- **Activity**: The records are to be copied exactly and in full.

- **Material for this exercise**:
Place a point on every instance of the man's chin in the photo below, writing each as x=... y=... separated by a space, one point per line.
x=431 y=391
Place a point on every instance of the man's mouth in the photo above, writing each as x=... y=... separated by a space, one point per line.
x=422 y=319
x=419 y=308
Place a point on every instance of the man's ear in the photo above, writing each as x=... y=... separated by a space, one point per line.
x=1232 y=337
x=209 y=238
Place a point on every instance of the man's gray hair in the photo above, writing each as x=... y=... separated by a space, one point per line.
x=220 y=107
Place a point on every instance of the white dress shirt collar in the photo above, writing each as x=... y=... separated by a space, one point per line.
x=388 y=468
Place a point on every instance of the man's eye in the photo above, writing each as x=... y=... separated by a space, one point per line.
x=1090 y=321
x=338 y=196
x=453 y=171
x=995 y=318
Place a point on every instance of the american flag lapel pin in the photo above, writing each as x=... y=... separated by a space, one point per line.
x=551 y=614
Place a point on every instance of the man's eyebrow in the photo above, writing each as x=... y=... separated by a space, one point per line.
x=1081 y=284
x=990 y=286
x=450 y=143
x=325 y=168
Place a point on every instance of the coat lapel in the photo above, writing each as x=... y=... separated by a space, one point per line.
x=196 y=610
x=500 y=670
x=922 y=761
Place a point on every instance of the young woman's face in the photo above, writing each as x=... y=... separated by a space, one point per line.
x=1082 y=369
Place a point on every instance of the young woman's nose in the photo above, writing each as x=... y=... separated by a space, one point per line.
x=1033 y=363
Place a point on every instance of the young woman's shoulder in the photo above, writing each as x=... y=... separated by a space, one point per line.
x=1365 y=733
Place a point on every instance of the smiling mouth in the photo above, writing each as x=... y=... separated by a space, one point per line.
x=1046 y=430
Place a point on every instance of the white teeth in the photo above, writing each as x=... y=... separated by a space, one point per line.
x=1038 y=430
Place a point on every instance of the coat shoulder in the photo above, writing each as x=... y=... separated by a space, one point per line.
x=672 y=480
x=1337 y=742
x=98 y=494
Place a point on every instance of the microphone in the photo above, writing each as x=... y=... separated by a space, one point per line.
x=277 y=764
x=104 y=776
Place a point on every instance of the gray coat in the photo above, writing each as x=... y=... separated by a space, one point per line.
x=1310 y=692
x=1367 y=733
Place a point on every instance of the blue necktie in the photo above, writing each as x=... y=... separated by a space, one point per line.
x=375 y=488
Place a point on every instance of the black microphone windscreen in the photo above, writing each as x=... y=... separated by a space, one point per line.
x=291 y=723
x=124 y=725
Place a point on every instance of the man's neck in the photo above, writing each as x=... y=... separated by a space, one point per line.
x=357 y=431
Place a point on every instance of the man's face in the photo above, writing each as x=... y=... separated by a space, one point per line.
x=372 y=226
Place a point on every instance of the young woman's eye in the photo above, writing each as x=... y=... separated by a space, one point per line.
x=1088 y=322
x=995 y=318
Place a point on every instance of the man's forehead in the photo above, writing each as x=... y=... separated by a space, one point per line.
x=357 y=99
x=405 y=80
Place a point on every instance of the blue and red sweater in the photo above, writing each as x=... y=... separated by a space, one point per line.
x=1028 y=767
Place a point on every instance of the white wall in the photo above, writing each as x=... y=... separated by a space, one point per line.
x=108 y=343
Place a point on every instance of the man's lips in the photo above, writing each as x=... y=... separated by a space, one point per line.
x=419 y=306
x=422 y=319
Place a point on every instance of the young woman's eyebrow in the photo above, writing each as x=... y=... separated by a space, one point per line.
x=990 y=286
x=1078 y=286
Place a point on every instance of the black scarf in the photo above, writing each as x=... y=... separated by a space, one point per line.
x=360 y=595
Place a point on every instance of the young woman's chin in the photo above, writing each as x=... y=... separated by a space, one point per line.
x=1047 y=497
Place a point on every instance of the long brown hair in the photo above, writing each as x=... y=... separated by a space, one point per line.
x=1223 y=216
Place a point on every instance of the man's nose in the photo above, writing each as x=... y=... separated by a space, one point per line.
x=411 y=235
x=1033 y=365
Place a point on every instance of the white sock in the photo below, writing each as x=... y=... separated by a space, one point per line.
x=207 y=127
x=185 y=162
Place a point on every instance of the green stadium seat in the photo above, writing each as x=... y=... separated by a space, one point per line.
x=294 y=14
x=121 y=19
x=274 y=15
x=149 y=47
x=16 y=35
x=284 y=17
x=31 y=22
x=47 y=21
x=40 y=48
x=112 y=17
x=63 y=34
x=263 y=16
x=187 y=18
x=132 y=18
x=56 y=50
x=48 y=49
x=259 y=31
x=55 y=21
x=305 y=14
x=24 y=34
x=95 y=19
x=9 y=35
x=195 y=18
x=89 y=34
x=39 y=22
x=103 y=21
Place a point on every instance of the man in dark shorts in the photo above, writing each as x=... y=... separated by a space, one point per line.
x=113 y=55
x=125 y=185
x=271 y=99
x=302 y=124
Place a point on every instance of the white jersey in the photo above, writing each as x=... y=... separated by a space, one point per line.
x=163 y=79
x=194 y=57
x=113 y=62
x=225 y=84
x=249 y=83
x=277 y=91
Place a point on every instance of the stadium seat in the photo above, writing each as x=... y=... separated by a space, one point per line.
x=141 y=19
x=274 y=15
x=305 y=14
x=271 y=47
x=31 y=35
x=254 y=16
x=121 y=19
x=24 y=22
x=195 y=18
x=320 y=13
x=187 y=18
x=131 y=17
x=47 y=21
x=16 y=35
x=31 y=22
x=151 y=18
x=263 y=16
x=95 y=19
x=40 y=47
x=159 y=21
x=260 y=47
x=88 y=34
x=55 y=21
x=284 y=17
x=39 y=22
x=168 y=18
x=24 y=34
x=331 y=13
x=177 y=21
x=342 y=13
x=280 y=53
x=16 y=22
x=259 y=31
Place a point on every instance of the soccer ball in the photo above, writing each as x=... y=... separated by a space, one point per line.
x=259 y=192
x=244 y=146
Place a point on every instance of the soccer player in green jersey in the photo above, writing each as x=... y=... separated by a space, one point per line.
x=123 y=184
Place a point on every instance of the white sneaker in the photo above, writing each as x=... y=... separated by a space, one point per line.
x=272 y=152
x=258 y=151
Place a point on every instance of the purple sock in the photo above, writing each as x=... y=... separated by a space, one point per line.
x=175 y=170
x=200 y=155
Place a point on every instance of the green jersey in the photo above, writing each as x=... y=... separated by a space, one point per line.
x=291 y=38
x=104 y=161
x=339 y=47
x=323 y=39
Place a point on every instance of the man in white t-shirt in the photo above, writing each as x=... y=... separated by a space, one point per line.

- **Answer for the task**:
Place a point on every instance of the man's chin in the photo below, writing each as x=... y=... separated by a space, one point per line.
x=431 y=391
Place a point on every instance of the man's mouth in the photo above, writing each as x=... y=... separated by a space, one point per line.
x=422 y=319
x=419 y=308
Place a point on every instance of the man's ear in the photo above, writing each as x=... y=... separated by a space, one point per line.
x=1232 y=337
x=209 y=238
Place a point on every instance of the man's gray hair in the photo above, writing each as x=... y=... separated by a space, one point per line.
x=220 y=107
Place a point on every instance of the white dress shirt collar in the photo above, writing each as x=... y=... separated by a space, one point per line.
x=388 y=468
Place a point on every instance of the man's eye in the photo above, writing each as x=... y=... separated by a space, one point per line.
x=1090 y=321
x=338 y=196
x=453 y=171
x=995 y=318
Place a point on every instance of the american flag lapel pin in the photo above, writing each as x=... y=... separated by a space, one point per line.
x=551 y=614
Place a point on every instance of the man's eyebrow in the photo above, writing each as x=... y=... separated by a space, one point per line.
x=1081 y=284
x=990 y=286
x=450 y=143
x=325 y=168
Place a point on every instance of the coat lapel in the photo above, writing each as x=... y=... separated by a space, one point per line.
x=196 y=610
x=500 y=670
x=922 y=761
Place a point on every instance of the young woman's face in the photo above, writing each as x=... y=... separated by a space, one point per line.
x=1082 y=369
Place a point on every instance of the young woman's nose in the photo above, writing each as x=... y=... separated by a space, one point per line.
x=1033 y=363
Place a point on every instance of the young woman's shoulder in the photo above, writing each as x=... y=... separated by a space, one point per line.
x=1365 y=733
Place a point on every instance of the smiling mouth in the photo above, writing each as x=... y=... separated by a space, one point per line.
x=1046 y=430
Place a point on every instance of the white teeth in the photo above, writing each as x=... y=... separated by a space, one point per line.
x=1038 y=430
Place a point on every instance of the coat shoulder in the photo above, writing each as x=... y=... separated by a space, one point per line.
x=672 y=480
x=1337 y=742
x=98 y=494
Place a point on every instance of the microphone in the photo above, writing each as x=... y=... separated by a space, one point per line.
x=277 y=764
x=104 y=776
Place a point on every instance of the gray coat in the photo above, writing each as x=... y=... separated by a space, one point per line.
x=1310 y=692
x=1367 y=733
Place a point on every instance of the blue necktie in the photo above, writing each as x=... y=... separated by a space, one point per line.
x=375 y=488
Place a point on every instance of the black microphone windscreen in the photo above, writing each as x=... y=... separated by a space, one point per line.
x=291 y=723
x=124 y=725
Place a point on every instance of the man's neck in the photo above, writing each as x=... y=... separated by a space, one point per line.
x=357 y=431
Place a point on every instance of the man's face in the photo above, writing each as x=... y=... separated by a space, one point per line.
x=372 y=226
Place a point on every instance of the young woman's eye in the photo above, writing each as x=... y=... separated by a space, one point per line.
x=1088 y=322
x=995 y=318
Place a point on every instance of the man's forehead in the photo above, writing each as x=... y=... separated by a space, one point per line.
x=357 y=99
x=405 y=80
Place a point on every instance of the blue and red sweater in the photo above, writing each as x=... y=... separated by a space, one point per line.
x=1028 y=767
Place a point on every instance of the white wall in the photo above, writing each as x=... y=... separated by a space, one point per line.
x=108 y=343
Place a point on every instance of the man's lips in the photo above, writing each as x=... y=... separated by a space, one point per line.
x=419 y=306
x=422 y=319
Place a point on every instance of the young woman's eyebrow in the photo above, writing each as x=... y=... separated by a space, one point per line.
x=990 y=286
x=1078 y=286
Place a point on every instance of the black scarf in the photo above, writing each as x=... y=... separated by a space, one point per line.
x=360 y=595
Place a point on every instance of the young woman's chin in the photo above, writing each as x=... y=... separated by a space, one point per line.
x=1047 y=497
Place a point on every instance of the long brown hair in the photo above, writing each as x=... y=... separated by a space, one point per line.
x=1223 y=216
Place a point on every instance of the man's nose in the photo above, writing each as x=... y=... separated by a space, one point per line.
x=411 y=235
x=1033 y=365
Place a point on every instance of the white sock in the photo below, writing each as x=... y=... separated by a space, one point per line.
x=207 y=127
x=185 y=162
Place a point on every instance of the green stadium seat in the photo above, writing each as x=... y=... separated by a space, one point per line.
x=294 y=14
x=121 y=19
x=274 y=15
x=149 y=47
x=16 y=35
x=284 y=17
x=31 y=22
x=47 y=21
x=40 y=48
x=112 y=17
x=63 y=34
x=263 y=16
x=187 y=18
x=132 y=18
x=56 y=50
x=48 y=49
x=259 y=31
x=55 y=21
x=305 y=14
x=24 y=34
x=95 y=19
x=9 y=35
x=195 y=18
x=89 y=34
x=39 y=22
x=103 y=21
Place a point on every instance of the man in dark shorts in the photo above, writing each as x=... y=... separated by a space, one point per line.
x=113 y=55
x=125 y=185
x=271 y=99
x=302 y=124
Place a point on every instance of the white jersey in the photo above, writing each as x=... y=... separated by a space, one point per line.
x=163 y=79
x=194 y=57
x=113 y=62
x=225 y=84
x=249 y=83
x=277 y=91
Place a point on every instance of the stadium seat in the photo above, writing each as x=... y=... separated by a space, one point per line.
x=141 y=19
x=274 y=15
x=305 y=14
x=271 y=47
x=31 y=35
x=254 y=16
x=121 y=19
x=24 y=22
x=195 y=18
x=320 y=13
x=187 y=18
x=131 y=17
x=47 y=21
x=16 y=35
x=31 y=22
x=151 y=18
x=263 y=16
x=95 y=19
x=40 y=47
x=159 y=21
x=260 y=47
x=88 y=34
x=55 y=21
x=284 y=17
x=39 y=22
x=168 y=18
x=24 y=34
x=331 y=13
x=177 y=21
x=342 y=13
x=280 y=53
x=16 y=22
x=259 y=31
Place a point on every instance of the soccer ball in the photo above, writing each as x=... y=... separated by a space, one point per line.
x=259 y=192
x=244 y=146
Place a point on every instance of the soccer player in green jersey in the photo above, writing each as x=... y=... separated by a space, one point per line.
x=123 y=184
Place a point on every instance of the white sneaker in the photo above, writing each as x=... y=... separated by a space, one point per line.
x=272 y=152
x=258 y=151
Place a point on every instance of the purple sock in the photo above, writing each as x=... y=... separated by a space, one point per line.
x=175 y=170
x=200 y=155
Place a point on every instance of the green jersey in the photo above, writing each as x=... y=... separated by a space, one point per line.
x=291 y=38
x=104 y=161
x=339 y=47
x=323 y=39
Place a point on every instance of the man in white t-shirt in the photo above, writing each as x=... y=... separated by a space, one point per line.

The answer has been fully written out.